### ACTIVITY LIST
1. According to the text about women coronavirus experts in South Florida, at which university does Dr. Maria Luisa Alcaide work?
2. Decide whether each statement agrees with the text about women coronavirus experts in South Florida, answering yes or no and quoting the deciding words: (a) Dr. Aileen Marty is a retired Navy captain. (b) Dr. Aileen Marty is a professor at the University of Miami. (c) Dr. Aileen Marty once served as a UN weapons inspector.
3. Continue the piece on women coronavirus experts in South Florida from its last sentence.

### TEXT UNDER STUDY
::::::::::
Many of the experts we see guiding us through the COVID-19 pandemic in the nation and around the world are men, but in South Florida it’s women who are the most recognizable faces helping us understand the coronavirus.
“It’s a huge responsibility because being in the spotlight, about something that is absolutely serious, and a problem that all of us need to solve, requires that I be extremely careful,” said Dr. Aileen Marty.
Dr. Marty, a renowned infectious disease physician and professor at Florida International University, has been interviewed countless times by local and national media outlets. She also consults for Miami-Dade county’s Mayor; is a retired Navy captain, former UN Weapons Inspector and a public speaker, but her long list of accomplishments did not come without naysayers.
“When I told individuals that I wanted to go to medical school, sometimes people would laugh and say, ‘oh, you can’t do that, you’re a female,” says Dr. Marty.
Another well-respected infectious disease specialist in South Florida is Doctor Maria Luisa Alcaide, who works at the University of Miami.
::::::::::
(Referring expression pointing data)

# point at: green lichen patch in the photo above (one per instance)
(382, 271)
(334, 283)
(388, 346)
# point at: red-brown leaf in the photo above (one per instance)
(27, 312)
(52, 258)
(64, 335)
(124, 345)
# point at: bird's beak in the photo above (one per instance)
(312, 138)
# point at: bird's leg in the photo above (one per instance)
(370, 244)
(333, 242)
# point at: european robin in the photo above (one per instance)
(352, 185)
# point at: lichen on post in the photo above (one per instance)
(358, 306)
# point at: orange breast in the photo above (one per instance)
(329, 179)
::::::::::
### ANSWERS TO EACH TASK
1. The University of Miami.

2.
(a) Yes: "is a retired Navy captain"
(b) No: "professor at Florida International University"
(c) Yes: "former UN Weapons Inspector"

3.
“We have a lot of women in the field, we have a lot of women in medical school. What we haven’t achieved yet is a lot of women in leadership,” points out Dr. Alcaide.
Alcaide is the Director of the Research Unit for Infectious Diseases at the Miller School of Medicine. She’s traveled to sub-saharan Africa and South America doing work related to HIV. She pointed out that in this era of COVID-19, many of the people on the front lines are women.
“In the hospitals, most of the nurses are women. And I think it’s more challenging for women because they have many other competing responsibilities,” said Dr. Alcaide.
Dr. Dadilia Garcés an epidemiologist who teaches at Miami-Dade college says her branch of medicine and public health, in general, is also mostly led by men, which means the community misses out.
“We are more nurturing as women and we try to take care and to see the vision more as a global, more as a caring perspective… and that helps a lot when you work in healthcare, but also when you’re a leader,” said Dr. Garcés.
Her accomplishments include holding the position of National Epidemiologist for the UN in Trinidad and Tobago, and a dual degree in special education. Dr. Garcés’ current passion is to teach and through that role she wants to debunk common misconceptions.
“One stigma is that mathematics is boring and mathematics is not for girls. And science neither. And that is not true. They can do it, and S.T.E.M in general, have been the careers, that during this pandemic, has been steady and people still have jobs,” said Dr. Garcés.